*WHAT TO DO*. Filter the rows below to every line that contains the string "horse", and copy each matching line out.

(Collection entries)
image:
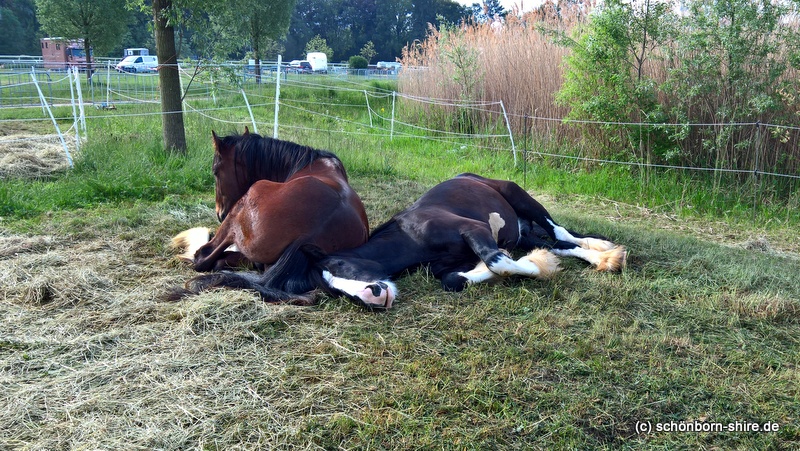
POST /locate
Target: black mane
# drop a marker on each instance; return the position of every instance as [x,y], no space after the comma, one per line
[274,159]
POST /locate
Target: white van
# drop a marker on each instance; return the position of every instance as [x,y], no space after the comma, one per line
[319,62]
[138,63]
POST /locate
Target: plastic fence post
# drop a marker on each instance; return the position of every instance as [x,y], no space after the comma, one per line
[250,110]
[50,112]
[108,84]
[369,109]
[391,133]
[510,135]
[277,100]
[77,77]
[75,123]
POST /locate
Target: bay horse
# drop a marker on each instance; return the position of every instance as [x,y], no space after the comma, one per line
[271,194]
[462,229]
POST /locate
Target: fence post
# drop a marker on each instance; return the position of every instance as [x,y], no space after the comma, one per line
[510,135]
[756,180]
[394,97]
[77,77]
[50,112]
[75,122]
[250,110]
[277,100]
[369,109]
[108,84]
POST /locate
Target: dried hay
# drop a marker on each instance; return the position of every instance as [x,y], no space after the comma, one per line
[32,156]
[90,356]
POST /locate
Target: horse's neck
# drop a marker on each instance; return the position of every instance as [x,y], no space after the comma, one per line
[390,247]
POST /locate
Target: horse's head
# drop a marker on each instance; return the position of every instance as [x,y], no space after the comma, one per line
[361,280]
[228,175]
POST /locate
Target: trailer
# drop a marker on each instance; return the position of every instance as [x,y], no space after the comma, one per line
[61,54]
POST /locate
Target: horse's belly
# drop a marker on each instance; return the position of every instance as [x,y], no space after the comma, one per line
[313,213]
==
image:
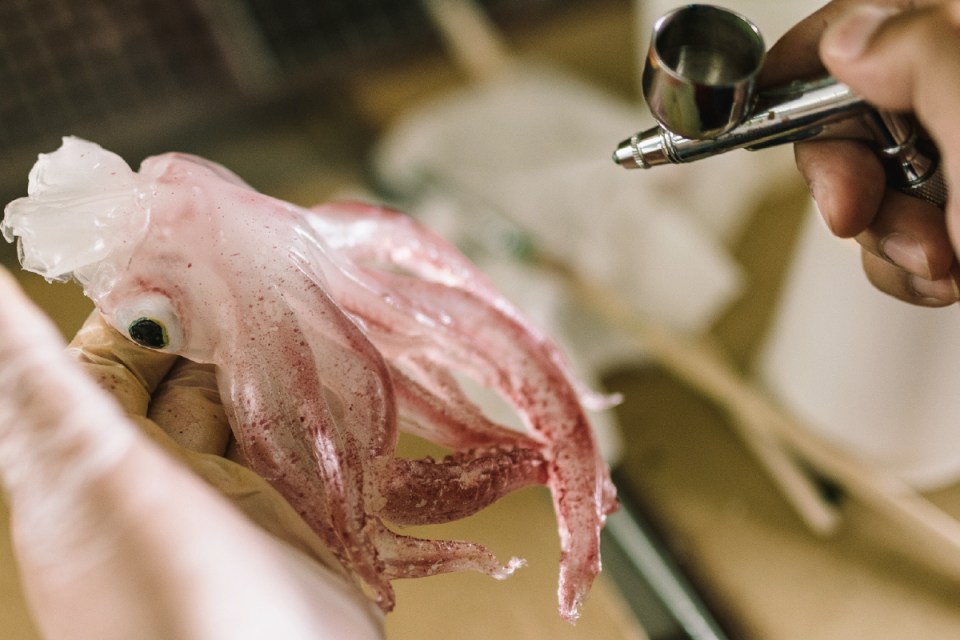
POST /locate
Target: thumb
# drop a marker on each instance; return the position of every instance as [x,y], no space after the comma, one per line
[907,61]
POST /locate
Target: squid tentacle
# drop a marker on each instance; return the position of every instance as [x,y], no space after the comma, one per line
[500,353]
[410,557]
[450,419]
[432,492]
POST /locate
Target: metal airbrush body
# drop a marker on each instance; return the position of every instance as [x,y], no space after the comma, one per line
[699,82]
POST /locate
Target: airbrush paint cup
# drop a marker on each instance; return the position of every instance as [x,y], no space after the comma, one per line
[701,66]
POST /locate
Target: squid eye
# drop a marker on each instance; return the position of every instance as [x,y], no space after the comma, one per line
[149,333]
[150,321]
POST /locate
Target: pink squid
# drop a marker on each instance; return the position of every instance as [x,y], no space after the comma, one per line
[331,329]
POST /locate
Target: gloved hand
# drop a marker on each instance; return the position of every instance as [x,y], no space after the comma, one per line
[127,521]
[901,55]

*SOLUTION TO THE EXERCISE*.
Target: bay horse
Target: horse's neck
Target: horse's head
Target: horse's belly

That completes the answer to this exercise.